What you need to do
Extract the entries in their exact form.

++++++++++++++++++++

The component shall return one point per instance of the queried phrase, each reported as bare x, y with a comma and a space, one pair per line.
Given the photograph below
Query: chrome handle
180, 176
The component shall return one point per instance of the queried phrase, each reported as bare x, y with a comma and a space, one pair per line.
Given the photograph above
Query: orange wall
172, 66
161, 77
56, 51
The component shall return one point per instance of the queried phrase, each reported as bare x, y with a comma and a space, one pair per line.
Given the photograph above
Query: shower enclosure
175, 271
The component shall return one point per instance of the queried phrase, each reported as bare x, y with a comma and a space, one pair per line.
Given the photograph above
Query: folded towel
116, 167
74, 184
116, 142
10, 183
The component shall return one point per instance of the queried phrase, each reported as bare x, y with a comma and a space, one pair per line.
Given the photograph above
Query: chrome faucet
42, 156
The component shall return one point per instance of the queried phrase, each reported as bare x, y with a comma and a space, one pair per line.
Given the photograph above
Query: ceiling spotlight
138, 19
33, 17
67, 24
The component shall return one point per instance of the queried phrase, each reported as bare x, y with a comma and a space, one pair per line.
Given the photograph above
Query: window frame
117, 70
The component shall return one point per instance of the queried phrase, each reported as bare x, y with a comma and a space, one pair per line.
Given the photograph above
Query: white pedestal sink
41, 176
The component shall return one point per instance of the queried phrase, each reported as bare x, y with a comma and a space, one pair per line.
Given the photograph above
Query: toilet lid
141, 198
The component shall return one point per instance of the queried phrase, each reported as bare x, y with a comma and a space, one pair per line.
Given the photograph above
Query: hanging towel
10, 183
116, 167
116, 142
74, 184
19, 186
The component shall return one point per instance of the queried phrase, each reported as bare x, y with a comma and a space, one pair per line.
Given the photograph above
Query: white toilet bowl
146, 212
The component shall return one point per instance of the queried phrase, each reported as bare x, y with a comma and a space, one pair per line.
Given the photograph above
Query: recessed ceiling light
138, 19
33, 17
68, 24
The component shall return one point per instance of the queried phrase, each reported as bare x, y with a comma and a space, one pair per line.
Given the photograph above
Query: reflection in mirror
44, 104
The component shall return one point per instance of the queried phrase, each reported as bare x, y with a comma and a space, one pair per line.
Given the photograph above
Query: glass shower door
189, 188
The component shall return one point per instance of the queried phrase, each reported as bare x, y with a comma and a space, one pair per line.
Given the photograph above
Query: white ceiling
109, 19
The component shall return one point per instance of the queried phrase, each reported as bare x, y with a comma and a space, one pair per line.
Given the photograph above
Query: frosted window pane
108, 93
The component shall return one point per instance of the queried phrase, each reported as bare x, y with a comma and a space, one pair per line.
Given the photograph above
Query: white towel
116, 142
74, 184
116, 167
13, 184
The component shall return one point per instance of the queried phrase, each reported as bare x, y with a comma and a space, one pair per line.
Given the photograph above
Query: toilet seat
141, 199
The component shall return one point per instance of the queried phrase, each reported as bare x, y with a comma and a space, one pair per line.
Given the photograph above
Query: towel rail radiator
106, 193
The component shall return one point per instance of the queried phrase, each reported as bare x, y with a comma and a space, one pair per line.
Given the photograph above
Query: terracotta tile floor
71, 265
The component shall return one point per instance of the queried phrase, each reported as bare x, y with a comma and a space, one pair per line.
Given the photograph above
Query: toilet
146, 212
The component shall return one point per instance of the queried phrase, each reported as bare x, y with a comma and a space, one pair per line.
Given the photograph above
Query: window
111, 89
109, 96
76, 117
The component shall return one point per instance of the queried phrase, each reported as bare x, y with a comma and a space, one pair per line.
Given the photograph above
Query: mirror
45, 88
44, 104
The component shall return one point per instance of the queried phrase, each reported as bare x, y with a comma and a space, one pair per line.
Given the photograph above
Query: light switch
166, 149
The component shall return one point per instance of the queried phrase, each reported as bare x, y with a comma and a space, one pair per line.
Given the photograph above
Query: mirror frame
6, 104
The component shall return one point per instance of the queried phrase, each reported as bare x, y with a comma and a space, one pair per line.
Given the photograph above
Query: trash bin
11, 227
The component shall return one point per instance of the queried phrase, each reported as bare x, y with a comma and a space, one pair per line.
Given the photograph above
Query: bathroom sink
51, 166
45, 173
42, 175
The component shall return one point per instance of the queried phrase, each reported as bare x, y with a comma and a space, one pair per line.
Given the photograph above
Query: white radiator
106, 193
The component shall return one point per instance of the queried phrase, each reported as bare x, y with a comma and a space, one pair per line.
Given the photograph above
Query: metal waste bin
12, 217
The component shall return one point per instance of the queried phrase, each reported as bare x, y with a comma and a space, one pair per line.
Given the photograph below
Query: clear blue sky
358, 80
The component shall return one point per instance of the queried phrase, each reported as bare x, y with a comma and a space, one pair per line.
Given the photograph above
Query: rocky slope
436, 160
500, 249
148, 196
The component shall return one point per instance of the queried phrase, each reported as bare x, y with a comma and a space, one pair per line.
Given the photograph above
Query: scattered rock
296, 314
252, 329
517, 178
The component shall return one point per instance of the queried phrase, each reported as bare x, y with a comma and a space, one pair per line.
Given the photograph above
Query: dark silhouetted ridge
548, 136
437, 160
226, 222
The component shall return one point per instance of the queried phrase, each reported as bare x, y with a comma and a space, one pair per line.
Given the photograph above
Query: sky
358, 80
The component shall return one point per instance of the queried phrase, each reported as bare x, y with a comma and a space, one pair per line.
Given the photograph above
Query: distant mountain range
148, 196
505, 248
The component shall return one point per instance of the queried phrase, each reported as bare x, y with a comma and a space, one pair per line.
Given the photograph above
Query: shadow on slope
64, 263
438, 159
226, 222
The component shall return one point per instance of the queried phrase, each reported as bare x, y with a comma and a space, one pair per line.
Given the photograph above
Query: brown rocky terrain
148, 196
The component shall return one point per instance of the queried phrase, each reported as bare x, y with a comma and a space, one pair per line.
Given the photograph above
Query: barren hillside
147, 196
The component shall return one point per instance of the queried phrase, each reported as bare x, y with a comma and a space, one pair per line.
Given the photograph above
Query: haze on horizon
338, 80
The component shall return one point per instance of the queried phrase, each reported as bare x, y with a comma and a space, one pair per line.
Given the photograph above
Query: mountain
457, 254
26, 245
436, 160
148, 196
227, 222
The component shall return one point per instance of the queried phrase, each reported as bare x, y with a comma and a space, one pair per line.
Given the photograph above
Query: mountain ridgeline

++++++++++++++++++++

Exercise output
The component shall return one point per instance of the queried phrase, each reported as bare x, y with a comma and a space, one pair per line.
Given the photograph below
Query: chrome handle
180, 176
The component shall return one point per instance of the queried phrase, each reported as bare x, y with a comma and a space, one pair per line.
Given the photograph above
Query: orange wall
172, 66
161, 77
56, 51
The component shall return one point per instance of the queried phrase, each reported as bare x, y with a comma and a space, one pair per line.
Given the photograph above
Query: shower enclosure
175, 271
The component shall return one point per instance of the queried phrase, each reported as bare x, y with a comma and a space, one pair per line.
Given the photograph above
Query: folded towel
116, 167
74, 184
116, 142
10, 183
The component shall return one point per instance of the queried phrase, each reported as bare x, y with a comma and a space, one pair per line.
Given the photograph above
Query: chrome faucet
42, 156
The component shall return one point per instance of the queried phrase, each reported as bare x, y with a comma and a space, one pair per line.
Given the photograph above
Query: ceiling spotlight
138, 19
33, 17
67, 24
The component shall return one point per instance of the queried phrase, each reported as bare x, y with a comma and a space, one pair per line.
Given the photograph above
Query: window frame
117, 70
The component shall return one point per instance of the queried phrase, each reported as bare x, y with a comma and a space, one pair per line.
Given the photograph above
Query: white pedestal sink
41, 176
The component shall return one point per instance of the queried phrase, each reported as bare x, y with a comma and a space, one pair per line.
Given the photograph above
Query: toilet lid
141, 198
The component shall return one point per instance of the queried phrase, each reported as bare x, y with a comma and a space, one pair per line.
Given the photograph above
Query: hanging towel
10, 183
116, 167
116, 142
74, 184
19, 186
The component shall return one point per instance of the queried phrase, each reported as bare x, y with a comma and a space, one pair per line.
Given the photograph above
Query: white toilet bowl
146, 212
The component shall return one point per instance of the queried phrase, each reported as bare x, y with a comma and a space, one pair per line.
Given the photograph above
Query: recessed ceiling light
138, 19
33, 17
68, 24
The component shall return one point per instance of the queried phrase, each reported as bare x, y with a comma and a space, one pair per line.
Given the photograph above
Query: reflection in mirror
44, 104
The component shall return one point per instance of the queried phrase, each reported as bare x, y with a comma and a space, one pair per line.
Given the photograph above
Query: glass shower door
189, 188
The component shall return one point per instance of the queried phrase, each reported as bare x, y with a comma and a space, one pair per line.
Given the photograph above
Query: white ceiling
109, 19
The component shall return one point per instance of the queried phrase, each reported as bare x, y with a comma and a space, one pair per line.
Given the photograph above
Query: frosted window pane
108, 93
The component shall return one point per instance of the queried phrase, each reported as bare x, y with a comma and a space, one pair per line.
Given the photograph above
Query: white towel
116, 142
74, 184
116, 167
13, 184
The component shall return one point per instance of the queried phrase, each reported as bare x, y with a comma and a space, one pair per line.
Given the photograph above
Query: toilet seat
141, 199
The component shall return one point per instance of the queried phrase, each reported as bare x, y with a comma and a space, one pair per line.
Given the photograph above
Query: towel rail radiator
106, 193
The component shall return one point per instance of the queried phrase, each reported as bare x, y with a comma and a space, one pair per line.
Given the photograph above
Query: terracotta tile floor
71, 265
The component shall return one point per instance of the queried phrase, each reported as bare x, y with a comma and a space, one pair per line.
Given the photograph above
Query: toilet
146, 212
The component shall return one point per instance of the queried phrase, each reported as bare x, y with a comma and a space, one pair per line.
Given the photograph above
Query: window
111, 89
109, 96
76, 117
The component shall return one point per instance of the queried phrase, each reported as bare x, y with a comma and a space, one pair per line.
Given the photograph above
Query: mirror
45, 88
44, 104
The component shall return one point per instance of the queried phrase, each reported as bare x, y with a comma and a space, one pair per line.
Given the photograph above
Query: light switch
166, 149
The component shall return one point per instance of the queried phrase, each reported as bare x, y with a comma and a space, one pair per line.
Given the photograph above
Query: mirror frame
6, 104
The component shall return one point per instance of the queried phrase, each reported as bare x, y with a comma and a space, one pair per line.
Given the photograph above
Query: trash bin
11, 227
The component shall return one point per instance of the queried phrase, each reported as bare x, y with a comma and a space, one pair per line.
Given the photograph above
Query: bathroom sink
51, 166
45, 173
42, 175
The component shall return one point per instance of the queried phrase, each reported as bare x, y with a comma and a space, one pair per line.
Given the photograph above
Query: white radiator
106, 193
The component shall return one point per instance of the queried phrase, each reported as bare x, y with a comma and a space, one pair per line.
Given the photograph above
Query: metal waste bin
12, 217
The component shall return one point per instance of the queried phrase, each reported as bare x, y with a comma and a space, one pair per line.
Given the photograph below
Query: clear blue sky
358, 80
The component shall return one point per instance of the queried phrase, each reported as bare x, y with a comma and a space, one pair per line.
Given the photograph above
Query: rocky slope
436, 160
500, 249
148, 196
The component shall return one point per instance of the queried phrase, each reported as bare x, y with a comma and a space, one pair per line.
Given the photograph above
Query: scattered rock
296, 314
252, 329
517, 178
The component shall return one point per instance of the queried phrase, each reported as bare x, y with a comma and a space, one pair per line.
Given the photograph above
Query: dark silhouetted ridge
548, 136
437, 160
226, 222
The component shall return one point per instance of the queried phrase, each reported as bare x, y with a comma and a space, one pair per line.
Given the photograph above
Query: sky
358, 80
The component shall return one point per instance of the queried phrase, each reported as bare x, y with a comma and a space, one pair per line.
Given the photograph above
Query: distant mountain range
148, 196
505, 248
The component shall return one point per instance of the queried phrase, each reported as bare x, y with a comma and a space, one pair per line.
Given the photograph above
Query: shadow on slope
64, 263
438, 159
226, 222
The component shall return one point per instance of the queried phrase, each reported as bare x, y with a comma and a space, one pair per line.
Given the photograph above
Query: brown rocky terrain
148, 196
The component shall return one point per instance of the queried phrase, each reported as bare x, y with a comma and a space, one pair per line.
Given the photograph above
Query: barren hillside
147, 196
The component shall return one point per instance of the queried phrase, each reported as bare x, y with a comma and a space, one pair per line.
Given the photograph above
Query: haze on horizon
338, 80
The component shall return one point per instance of the queried phrase, each reported as bare x, y with a comma and a space, one pair per line.
Given the photograph above
Query: mountain
457, 254
26, 245
436, 160
148, 196
227, 222
The component shall return one point per instance of the queried phrase, each reported as bare x, y with a comma and a space, one pair per line.
Given the photograph above
Query: mountain ridgeline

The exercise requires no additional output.